• TEXT
○ ○ ○ ○ ○ ○ ○

Monday, February 20, 2012

How NOT To Raise a Kid

I am a father. My son is quite a talented artist. Now 17 and a Junior in a magnet arts high school, his future is bright. His mom and I have done whatever we could to nurture and encourage this talent.

‘Encourage’ is the key word.

Last Sunday I went over to Winter Park Golf Club to play nine holes. I was on the first tee warming up when a father and son walked up to the tee and asked if they could join me. I said sure. The boy was 10 years old, dressed impeccably, sporting a fine set of fitted clubs, Nike golf bag and hat. Dad wasn’t playing. I hit my drive then stood to the side awaiting the kid’s shot. The dad started – “Now remember what the pro told you…” The boy hit his drive a little fat, about 100 yards. The father, “That was terrible. Hit another one.” The boy re-hit and it was a much better shot.

○ ○ ○ ○ ○ ○ ○

• EXERCISE MATERIALS
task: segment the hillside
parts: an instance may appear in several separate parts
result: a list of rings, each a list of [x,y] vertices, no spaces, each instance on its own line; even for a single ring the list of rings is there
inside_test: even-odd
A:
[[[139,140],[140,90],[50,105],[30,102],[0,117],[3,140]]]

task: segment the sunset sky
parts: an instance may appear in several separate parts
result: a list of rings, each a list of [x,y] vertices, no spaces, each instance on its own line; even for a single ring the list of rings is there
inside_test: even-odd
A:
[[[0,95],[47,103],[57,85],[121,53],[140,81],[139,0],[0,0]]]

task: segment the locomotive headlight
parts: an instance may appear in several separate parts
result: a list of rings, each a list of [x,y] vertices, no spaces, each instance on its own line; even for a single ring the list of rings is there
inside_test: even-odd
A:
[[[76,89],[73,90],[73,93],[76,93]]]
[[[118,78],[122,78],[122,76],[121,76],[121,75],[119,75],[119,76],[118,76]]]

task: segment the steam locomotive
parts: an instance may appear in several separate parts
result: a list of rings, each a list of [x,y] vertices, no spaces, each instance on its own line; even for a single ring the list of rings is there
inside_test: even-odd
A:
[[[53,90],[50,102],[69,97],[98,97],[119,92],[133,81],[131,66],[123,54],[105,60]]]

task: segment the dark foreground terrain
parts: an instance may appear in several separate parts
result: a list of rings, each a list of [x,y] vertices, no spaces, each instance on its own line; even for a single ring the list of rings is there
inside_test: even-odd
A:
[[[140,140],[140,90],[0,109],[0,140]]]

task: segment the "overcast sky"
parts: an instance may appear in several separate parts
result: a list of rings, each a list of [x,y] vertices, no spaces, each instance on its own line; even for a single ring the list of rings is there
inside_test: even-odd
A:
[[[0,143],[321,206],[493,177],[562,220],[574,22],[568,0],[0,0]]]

○ ○ ○ ○ ○ ○ ○

• SET OF TASKS
- A) Edit the rows starting with the line containing "task: segment the locomotive headlight" and going on through the end of the rows, replacing "dark foreground terrain" with "shadowed foreground terrain" and keeping everything else unchanged.
- B) Resume the essay about raising a kid from where it stops.

• PER-TASK OUTPUTS
- A)
task: segment the locomotive headlight
parts: an instance may appear in several separate parts
result: a list of rings, each a list of [x,y] vertices, no spaces, each instance on its own line; even for a single ring the list of rings is there
inside_test: even-odd
A:
[[[76,89],[73,90],[73,93],[76,93]]]
[[[118,78],[122,78],[122,76],[121,76],[121,75],[119,75],[119,76],[118,76]]]

task: segment the steam locomotive
parts: an instance may appear in several separate parts
result: a list of rings, each a list of [x,y] vertices, no spaces, each instance on its own line; even for a single ring the list of rings is there
inside_test: even-odd
A:
[[[53,90],[50,102],[69,97],[98,97],[119,92],[133,81],[131,66],[123,54],[105,60]]]

task: segment the shadowed foreground terrain
parts: an instance may appear in several separate parts
result: a list of rings, each a list of [x,y] vertices, no spaces, each instance on its own line; even for a single ring the list of rings is there
inside_test: even-odd
A:
[[[140,140],[140,90],[0,109],[0,140]]]

task: segment the "overcast sky"
parts: an instance may appear in several separate parts
result: a list of rings, each a list of [x,y] vertices, no spaces, each instance on its own line; even for a single ring the list of rings is there
inside_test: even-odd
A:
[[[0,143],[321,206],[493,177],[562,220],[574,22],[568,0],[0,0]]]

- B)
As we walked down the first fairway we made our introductions. John and John Jr. The dad was friendly towards me, but a drill sergeant towards his son. The boy missed the green with his approach shot – the dad remarked, “Is this what I am paying for lessons for?!? Jeez.”

This went on for the balance of the round. The boy walked along from shot to shot with the dad chirping in his ear. The boy never said a word – head down, determined. He didn’t look like he was having any kind of fun.

On the fourth hole the boy bladed a chip shot across the green. The dad berated him. I then followed suit with my chip shot, also blading it across the green – “Looks like my son is wearing off on you.” I demurred, saying oh no. It was a tough shot, and just because I was getting a little tired of the dad’s boorish behavior, added, “And so was his.” I was walking a fine line, as I never tell anyone how to raise their kid, because surely I would be offended if someone tried to tell me how to raise mine. But it was apparent this guy didn’t have any idea how tough this game is.

He also has no clue on how to raise a kid.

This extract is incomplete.